What is needed is an exact copy of the lines from the one containing "Expected: for each instance of the dark" through the last line of the entries below, both included.

[Opening GIVEN ENTRIES section]

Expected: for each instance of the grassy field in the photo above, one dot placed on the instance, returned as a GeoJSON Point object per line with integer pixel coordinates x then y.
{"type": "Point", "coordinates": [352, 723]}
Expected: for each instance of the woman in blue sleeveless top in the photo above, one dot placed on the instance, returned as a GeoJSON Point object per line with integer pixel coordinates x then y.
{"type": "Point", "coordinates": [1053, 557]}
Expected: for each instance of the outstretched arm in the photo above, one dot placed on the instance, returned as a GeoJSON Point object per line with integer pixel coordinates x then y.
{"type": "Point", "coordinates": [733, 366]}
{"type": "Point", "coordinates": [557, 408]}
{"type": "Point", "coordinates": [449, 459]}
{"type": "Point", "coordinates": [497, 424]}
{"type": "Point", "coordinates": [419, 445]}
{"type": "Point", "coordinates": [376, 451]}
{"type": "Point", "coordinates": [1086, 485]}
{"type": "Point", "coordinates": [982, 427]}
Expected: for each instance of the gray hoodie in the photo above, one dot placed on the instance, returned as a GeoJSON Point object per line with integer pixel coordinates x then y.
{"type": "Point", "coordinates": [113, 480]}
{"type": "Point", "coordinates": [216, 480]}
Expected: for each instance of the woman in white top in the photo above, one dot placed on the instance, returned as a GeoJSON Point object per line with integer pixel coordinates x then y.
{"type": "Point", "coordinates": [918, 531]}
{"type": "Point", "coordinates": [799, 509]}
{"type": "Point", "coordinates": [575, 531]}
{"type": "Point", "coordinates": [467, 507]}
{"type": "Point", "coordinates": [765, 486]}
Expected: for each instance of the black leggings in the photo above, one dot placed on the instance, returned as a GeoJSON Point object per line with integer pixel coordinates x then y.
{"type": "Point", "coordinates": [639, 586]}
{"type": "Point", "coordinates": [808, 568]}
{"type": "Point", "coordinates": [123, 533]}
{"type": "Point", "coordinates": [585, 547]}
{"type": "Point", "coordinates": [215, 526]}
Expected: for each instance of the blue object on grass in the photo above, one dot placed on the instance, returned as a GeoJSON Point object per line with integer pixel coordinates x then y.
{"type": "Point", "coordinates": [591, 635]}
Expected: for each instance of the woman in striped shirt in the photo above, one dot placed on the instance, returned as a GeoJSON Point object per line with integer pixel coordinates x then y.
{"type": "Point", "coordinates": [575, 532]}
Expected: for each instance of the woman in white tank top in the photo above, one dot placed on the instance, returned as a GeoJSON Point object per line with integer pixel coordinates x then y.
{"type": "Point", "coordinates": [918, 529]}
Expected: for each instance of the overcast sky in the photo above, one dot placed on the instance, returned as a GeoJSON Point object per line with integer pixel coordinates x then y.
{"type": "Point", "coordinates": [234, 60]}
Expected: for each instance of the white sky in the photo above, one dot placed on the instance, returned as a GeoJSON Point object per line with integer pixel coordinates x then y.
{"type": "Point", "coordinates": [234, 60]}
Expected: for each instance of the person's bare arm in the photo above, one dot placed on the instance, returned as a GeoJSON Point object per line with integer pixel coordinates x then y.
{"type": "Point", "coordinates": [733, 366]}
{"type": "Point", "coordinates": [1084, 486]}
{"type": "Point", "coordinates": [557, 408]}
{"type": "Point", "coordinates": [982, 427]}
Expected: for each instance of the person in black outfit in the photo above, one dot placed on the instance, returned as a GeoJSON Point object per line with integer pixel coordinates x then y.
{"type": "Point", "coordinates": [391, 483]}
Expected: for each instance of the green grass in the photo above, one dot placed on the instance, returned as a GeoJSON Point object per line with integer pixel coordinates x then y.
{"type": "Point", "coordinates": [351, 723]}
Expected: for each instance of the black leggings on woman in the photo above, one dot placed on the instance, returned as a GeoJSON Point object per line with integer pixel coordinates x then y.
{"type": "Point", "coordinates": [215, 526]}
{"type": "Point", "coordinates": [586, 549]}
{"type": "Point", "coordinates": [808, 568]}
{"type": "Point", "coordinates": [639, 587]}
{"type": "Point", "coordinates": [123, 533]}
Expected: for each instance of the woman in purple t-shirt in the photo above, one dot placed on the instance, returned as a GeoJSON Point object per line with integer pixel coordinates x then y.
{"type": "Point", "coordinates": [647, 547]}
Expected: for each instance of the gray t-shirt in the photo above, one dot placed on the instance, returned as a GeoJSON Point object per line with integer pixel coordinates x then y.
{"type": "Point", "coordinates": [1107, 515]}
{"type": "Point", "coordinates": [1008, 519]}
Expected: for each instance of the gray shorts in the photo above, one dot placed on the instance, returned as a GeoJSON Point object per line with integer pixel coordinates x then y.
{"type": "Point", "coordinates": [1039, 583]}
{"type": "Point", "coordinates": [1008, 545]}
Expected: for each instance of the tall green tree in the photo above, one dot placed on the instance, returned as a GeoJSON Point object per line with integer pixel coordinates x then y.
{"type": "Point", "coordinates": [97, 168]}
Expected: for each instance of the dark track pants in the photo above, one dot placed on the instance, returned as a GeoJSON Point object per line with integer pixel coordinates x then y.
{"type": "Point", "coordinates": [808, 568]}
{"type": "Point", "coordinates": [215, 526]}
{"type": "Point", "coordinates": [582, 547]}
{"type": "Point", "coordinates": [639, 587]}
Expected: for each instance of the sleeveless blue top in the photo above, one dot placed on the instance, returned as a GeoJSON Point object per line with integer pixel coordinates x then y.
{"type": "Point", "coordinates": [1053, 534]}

[Closing GIVEN ENTRIES section]

## SOLVED PROBLEM
Expected: for each instance of the dark track pants in the photo above, one dot placed on the instance, returned as a GeoJSON Point object per line with integer pixel coordinates x then y.
{"type": "Point", "coordinates": [808, 568]}
{"type": "Point", "coordinates": [215, 526]}
{"type": "Point", "coordinates": [582, 547]}
{"type": "Point", "coordinates": [639, 587]}
Expected: for each instance of the sleeveless blue top in the photo above, one dot placed on the instance, returned as a GeoJSON Point object per line with integer pixel coordinates x then y.
{"type": "Point", "coordinates": [1053, 534]}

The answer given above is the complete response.